- _Document excerpt_

***

TOPEKA (TNS) — A fight between the Republican candidates for governor over the state's privatized Medicaid program could shape what happens to the health care of more than 400,000 Kansans.
The next governor could abandon a proposed work requirement for some recipients of KanCare, which serves people who are poor, elderly or have disabilities. Or he could pursue Medicaid expansion.
Lt. Gov. Jeff Colyer, who is preparing to become governor, spearheaded the creation of KanCare in 2013. Some of his opponents say the current administration, including Colyer, has poorly run the program.
"We all know that the KanCare system we have today ... has been a failure," said Wink Hartman, a Wichita businessman seeking the Republican nomination.
Democrats have widely criticized KanCare, but the split among Republican candidates means Colyer will have to defend his role in creating the program as he manages the evolution of the next version of the program this spring. The primary election takes place in August 2018.

***

- _Material shown_
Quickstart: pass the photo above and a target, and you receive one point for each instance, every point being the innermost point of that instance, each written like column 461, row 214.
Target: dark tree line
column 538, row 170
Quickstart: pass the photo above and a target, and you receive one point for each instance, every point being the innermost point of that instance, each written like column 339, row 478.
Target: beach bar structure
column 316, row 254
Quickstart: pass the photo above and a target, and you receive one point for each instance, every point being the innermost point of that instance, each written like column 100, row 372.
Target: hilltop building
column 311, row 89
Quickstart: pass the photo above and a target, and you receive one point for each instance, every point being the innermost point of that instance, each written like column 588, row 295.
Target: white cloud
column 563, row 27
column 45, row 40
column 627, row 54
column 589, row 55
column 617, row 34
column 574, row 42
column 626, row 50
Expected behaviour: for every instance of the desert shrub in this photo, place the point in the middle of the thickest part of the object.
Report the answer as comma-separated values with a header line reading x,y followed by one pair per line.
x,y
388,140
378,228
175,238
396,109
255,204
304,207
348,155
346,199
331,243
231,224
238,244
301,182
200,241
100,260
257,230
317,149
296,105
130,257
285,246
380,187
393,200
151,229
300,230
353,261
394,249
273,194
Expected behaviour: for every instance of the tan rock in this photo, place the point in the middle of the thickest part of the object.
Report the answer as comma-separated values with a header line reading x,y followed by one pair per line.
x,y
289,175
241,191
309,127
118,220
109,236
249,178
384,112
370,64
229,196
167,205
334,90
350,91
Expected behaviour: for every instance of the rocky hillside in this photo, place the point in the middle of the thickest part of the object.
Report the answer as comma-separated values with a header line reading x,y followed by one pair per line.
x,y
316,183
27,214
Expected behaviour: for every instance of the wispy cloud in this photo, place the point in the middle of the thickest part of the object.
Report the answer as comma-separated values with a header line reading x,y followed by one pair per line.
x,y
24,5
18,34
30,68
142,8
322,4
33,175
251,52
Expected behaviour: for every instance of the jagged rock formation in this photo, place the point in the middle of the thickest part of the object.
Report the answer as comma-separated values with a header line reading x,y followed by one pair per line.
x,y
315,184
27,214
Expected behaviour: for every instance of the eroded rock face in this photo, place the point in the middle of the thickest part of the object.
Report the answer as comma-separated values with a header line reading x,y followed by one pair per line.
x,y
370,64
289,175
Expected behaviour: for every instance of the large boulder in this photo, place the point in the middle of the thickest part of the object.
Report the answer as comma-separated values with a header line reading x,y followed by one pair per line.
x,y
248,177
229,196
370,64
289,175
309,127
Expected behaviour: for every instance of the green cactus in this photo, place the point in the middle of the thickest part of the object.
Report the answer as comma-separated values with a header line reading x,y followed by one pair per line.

***

- _To do_
1 – Rewrite the part of the Kansas Medicaid story that begins at the words "Lt. Gov. Jeff" and stops after "in August 2018.", changing "spearheaded" to "led".
2 – According to the Kansas Medicaid story, which groups of people does KanCare serve?

- _Answers by task_
1 –
Lt. Gov. Jeff Colyer, who is preparing to become governor, led the creation of KanCare in 2013. Some of his opponents say the current administration, including Colyer, has poorly run the program.
"We all know that the KanCare system we have today ... has been a failure," said Wink Hartman, a Wichita businessman seeking the Republican nomination.
Democrats have widely criticized KanCare, but the split among Republican candidates means Colyer will have to defend his role in creating the program as he manages the evolution of the next version of the program this spring. The primary election takes place in August 2018.

2 –
- People who are poor
- People who are elderly
- People who have disabilities